■ To do ■
Check each line of the data, and copy those where "tail" appears.

Saved data entries
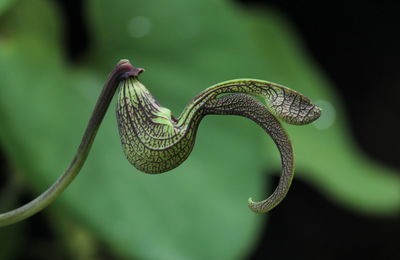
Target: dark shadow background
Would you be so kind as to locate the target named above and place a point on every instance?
(357, 46)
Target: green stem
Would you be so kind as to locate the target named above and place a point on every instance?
(75, 166)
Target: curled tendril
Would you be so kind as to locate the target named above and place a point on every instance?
(154, 141)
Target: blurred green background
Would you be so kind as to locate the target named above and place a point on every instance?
(54, 59)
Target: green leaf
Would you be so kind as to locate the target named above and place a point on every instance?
(197, 211)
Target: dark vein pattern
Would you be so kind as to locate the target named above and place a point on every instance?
(154, 141)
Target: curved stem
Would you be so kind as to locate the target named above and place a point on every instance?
(247, 106)
(75, 166)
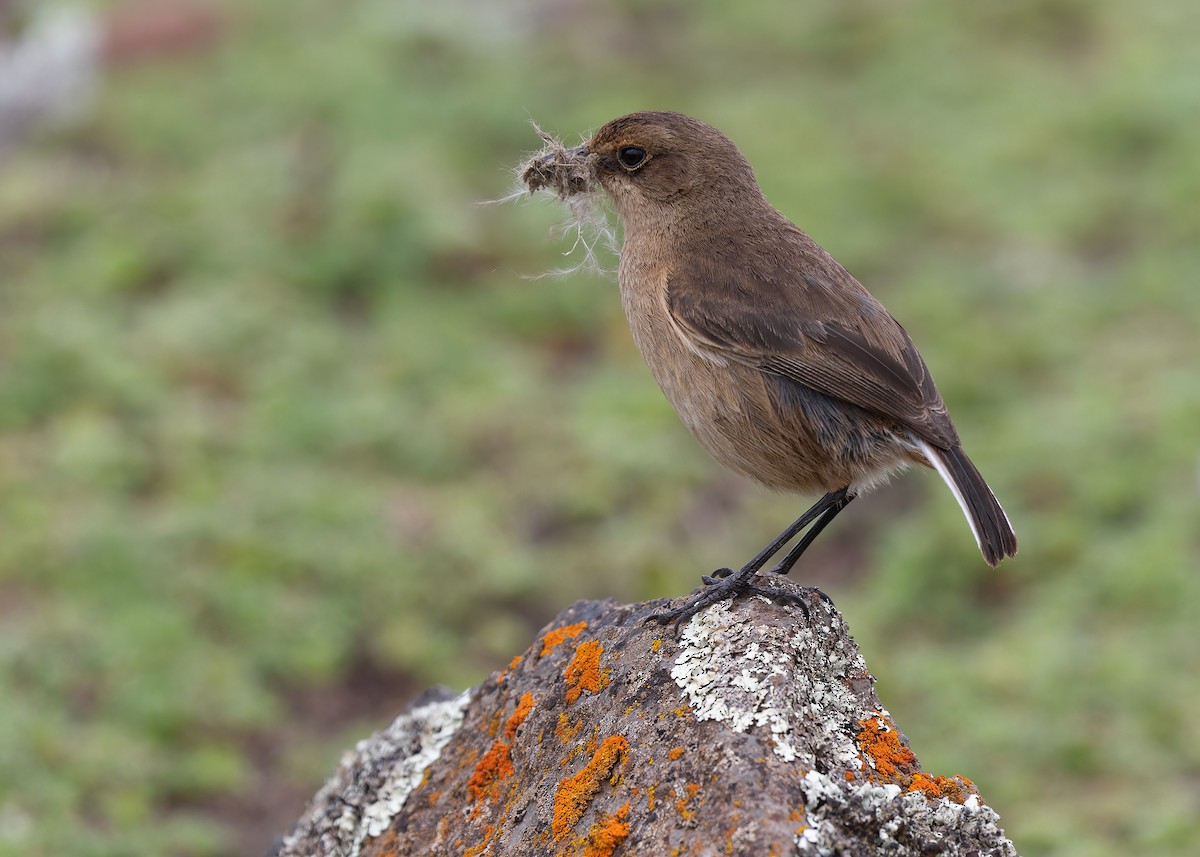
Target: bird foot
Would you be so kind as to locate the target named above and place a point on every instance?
(725, 585)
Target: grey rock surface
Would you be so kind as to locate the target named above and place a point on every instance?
(756, 731)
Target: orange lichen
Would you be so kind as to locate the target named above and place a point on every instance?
(607, 833)
(574, 793)
(495, 766)
(888, 759)
(957, 789)
(552, 639)
(497, 763)
(583, 672)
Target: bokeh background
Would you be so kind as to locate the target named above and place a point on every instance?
(288, 435)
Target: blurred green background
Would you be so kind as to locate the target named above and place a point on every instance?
(286, 433)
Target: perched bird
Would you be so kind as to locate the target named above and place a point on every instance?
(779, 361)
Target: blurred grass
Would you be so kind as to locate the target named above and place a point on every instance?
(275, 401)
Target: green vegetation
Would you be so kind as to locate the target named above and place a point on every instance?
(277, 407)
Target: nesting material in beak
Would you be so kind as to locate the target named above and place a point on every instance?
(570, 175)
(567, 172)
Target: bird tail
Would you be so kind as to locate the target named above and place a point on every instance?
(988, 520)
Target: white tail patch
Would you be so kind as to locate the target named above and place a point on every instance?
(935, 459)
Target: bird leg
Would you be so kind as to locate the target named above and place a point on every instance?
(726, 583)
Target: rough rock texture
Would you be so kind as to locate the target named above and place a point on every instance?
(757, 731)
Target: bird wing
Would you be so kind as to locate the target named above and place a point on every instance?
(780, 318)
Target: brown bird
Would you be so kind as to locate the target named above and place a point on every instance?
(779, 361)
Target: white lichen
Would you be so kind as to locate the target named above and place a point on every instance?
(726, 675)
(375, 780)
(833, 805)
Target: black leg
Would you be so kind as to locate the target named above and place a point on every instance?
(724, 583)
(840, 501)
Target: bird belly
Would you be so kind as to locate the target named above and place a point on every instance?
(780, 435)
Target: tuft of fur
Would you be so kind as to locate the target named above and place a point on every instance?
(573, 180)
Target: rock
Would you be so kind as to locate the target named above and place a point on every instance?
(757, 731)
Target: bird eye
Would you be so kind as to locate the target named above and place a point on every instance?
(631, 156)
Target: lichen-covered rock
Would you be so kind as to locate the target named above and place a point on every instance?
(756, 732)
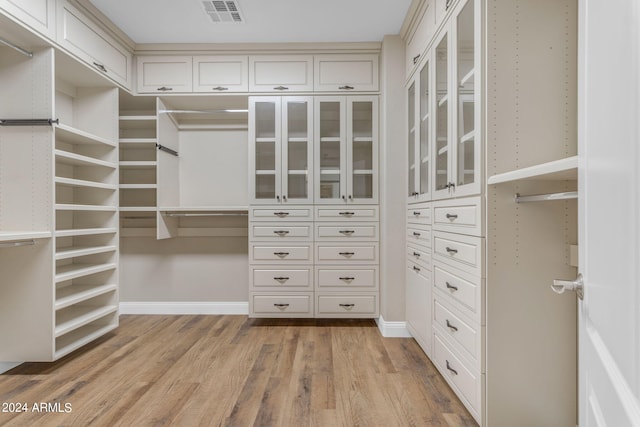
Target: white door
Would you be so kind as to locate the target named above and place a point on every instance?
(609, 213)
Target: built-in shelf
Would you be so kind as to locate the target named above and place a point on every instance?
(557, 170)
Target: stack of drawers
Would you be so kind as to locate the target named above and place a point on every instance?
(419, 274)
(458, 279)
(347, 262)
(281, 262)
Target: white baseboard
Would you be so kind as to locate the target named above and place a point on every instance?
(7, 366)
(393, 329)
(141, 307)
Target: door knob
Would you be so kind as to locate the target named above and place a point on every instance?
(560, 286)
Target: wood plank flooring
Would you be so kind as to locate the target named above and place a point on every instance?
(234, 371)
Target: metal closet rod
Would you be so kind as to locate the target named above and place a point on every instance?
(16, 48)
(546, 197)
(29, 122)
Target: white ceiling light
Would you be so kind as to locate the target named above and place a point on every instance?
(223, 11)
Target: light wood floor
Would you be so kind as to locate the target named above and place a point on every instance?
(234, 371)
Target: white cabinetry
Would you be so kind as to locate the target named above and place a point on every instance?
(281, 73)
(86, 40)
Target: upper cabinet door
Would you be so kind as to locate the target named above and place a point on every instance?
(164, 74)
(220, 74)
(37, 14)
(346, 73)
(281, 74)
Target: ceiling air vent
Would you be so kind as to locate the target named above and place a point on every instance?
(223, 12)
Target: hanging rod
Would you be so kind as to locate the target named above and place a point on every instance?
(167, 149)
(546, 197)
(16, 48)
(29, 122)
(16, 244)
(181, 214)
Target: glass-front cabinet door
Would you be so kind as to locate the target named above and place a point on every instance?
(281, 135)
(346, 130)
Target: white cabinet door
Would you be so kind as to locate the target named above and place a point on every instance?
(83, 38)
(164, 74)
(283, 73)
(609, 213)
(37, 14)
(346, 73)
(220, 74)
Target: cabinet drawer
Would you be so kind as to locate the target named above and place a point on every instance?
(465, 380)
(422, 215)
(459, 286)
(278, 278)
(458, 216)
(346, 305)
(347, 232)
(281, 214)
(419, 235)
(347, 278)
(465, 334)
(282, 305)
(281, 73)
(280, 253)
(459, 251)
(281, 231)
(347, 253)
(346, 73)
(220, 74)
(347, 214)
(164, 74)
(420, 256)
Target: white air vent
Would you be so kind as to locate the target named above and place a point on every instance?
(223, 12)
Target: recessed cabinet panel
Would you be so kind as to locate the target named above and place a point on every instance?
(164, 74)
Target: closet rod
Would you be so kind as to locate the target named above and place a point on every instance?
(29, 122)
(16, 47)
(176, 214)
(546, 197)
(16, 244)
(167, 150)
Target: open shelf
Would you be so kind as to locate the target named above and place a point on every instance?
(557, 170)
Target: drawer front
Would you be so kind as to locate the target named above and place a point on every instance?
(347, 278)
(458, 216)
(347, 232)
(346, 305)
(464, 290)
(282, 305)
(422, 215)
(278, 278)
(420, 256)
(281, 253)
(466, 381)
(281, 232)
(350, 253)
(347, 214)
(281, 214)
(419, 235)
(463, 252)
(468, 336)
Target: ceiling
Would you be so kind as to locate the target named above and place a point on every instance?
(266, 21)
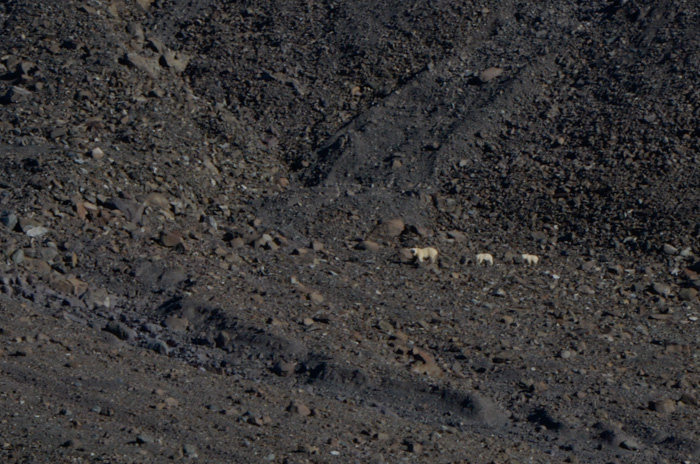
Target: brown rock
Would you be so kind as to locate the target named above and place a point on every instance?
(297, 407)
(178, 324)
(175, 61)
(368, 245)
(171, 239)
(664, 406)
(688, 294)
(141, 63)
(389, 229)
(425, 364)
(490, 74)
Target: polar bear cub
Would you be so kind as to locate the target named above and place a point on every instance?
(421, 254)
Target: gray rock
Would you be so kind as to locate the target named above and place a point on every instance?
(190, 450)
(15, 94)
(18, 256)
(490, 74)
(8, 219)
(669, 249)
(661, 289)
(143, 438)
(177, 324)
(120, 330)
(159, 346)
(688, 294)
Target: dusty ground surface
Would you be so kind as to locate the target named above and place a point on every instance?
(207, 209)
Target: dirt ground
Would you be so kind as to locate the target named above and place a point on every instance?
(208, 207)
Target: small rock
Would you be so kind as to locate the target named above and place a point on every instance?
(171, 239)
(368, 245)
(141, 63)
(457, 236)
(8, 219)
(37, 231)
(630, 445)
(97, 153)
(178, 324)
(190, 451)
(490, 74)
(669, 249)
(15, 94)
(142, 438)
(425, 364)
(120, 330)
(159, 346)
(175, 61)
(299, 408)
(284, 368)
(18, 256)
(389, 229)
(661, 289)
(688, 294)
(664, 406)
(316, 297)
(72, 443)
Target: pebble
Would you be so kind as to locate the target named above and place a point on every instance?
(18, 256)
(284, 368)
(37, 231)
(662, 289)
(299, 408)
(630, 445)
(664, 406)
(121, 330)
(8, 219)
(669, 249)
(159, 346)
(425, 364)
(190, 450)
(389, 229)
(97, 153)
(178, 324)
(175, 61)
(15, 94)
(490, 74)
(142, 438)
(368, 245)
(171, 239)
(688, 294)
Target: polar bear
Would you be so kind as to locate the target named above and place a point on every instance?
(421, 254)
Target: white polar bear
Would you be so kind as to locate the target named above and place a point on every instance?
(421, 254)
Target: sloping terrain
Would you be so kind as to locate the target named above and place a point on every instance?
(207, 210)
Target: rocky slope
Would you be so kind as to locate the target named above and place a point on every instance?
(207, 207)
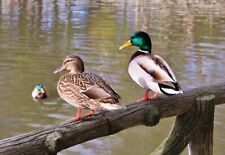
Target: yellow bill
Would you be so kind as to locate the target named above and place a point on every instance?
(42, 91)
(127, 44)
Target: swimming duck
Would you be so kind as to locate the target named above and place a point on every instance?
(85, 90)
(39, 92)
(150, 71)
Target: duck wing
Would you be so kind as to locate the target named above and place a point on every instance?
(160, 71)
(97, 88)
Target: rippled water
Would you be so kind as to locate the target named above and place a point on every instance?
(36, 35)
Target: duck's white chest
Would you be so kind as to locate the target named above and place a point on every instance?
(141, 77)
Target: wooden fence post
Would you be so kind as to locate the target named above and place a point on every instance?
(188, 128)
(202, 141)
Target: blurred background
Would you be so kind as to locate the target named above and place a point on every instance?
(36, 35)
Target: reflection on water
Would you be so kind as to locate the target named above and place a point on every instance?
(36, 35)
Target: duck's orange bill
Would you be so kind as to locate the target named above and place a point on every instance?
(127, 44)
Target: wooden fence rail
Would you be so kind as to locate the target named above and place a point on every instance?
(194, 110)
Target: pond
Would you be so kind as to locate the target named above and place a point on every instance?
(36, 35)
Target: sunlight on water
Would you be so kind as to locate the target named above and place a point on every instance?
(36, 35)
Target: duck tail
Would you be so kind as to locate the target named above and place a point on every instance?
(110, 106)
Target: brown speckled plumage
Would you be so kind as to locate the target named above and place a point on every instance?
(85, 90)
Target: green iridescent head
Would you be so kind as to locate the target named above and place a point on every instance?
(40, 88)
(140, 39)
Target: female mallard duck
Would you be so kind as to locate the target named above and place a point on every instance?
(85, 90)
(150, 71)
(39, 92)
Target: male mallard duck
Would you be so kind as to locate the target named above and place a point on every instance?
(150, 71)
(85, 90)
(39, 92)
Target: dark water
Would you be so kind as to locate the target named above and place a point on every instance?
(36, 35)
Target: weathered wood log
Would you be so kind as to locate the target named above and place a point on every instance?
(56, 138)
(191, 126)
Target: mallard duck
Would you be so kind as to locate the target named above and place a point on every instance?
(39, 92)
(85, 90)
(150, 71)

■ Written solution ■
Target: bird tail
Target: white tail patch
Target: duck tail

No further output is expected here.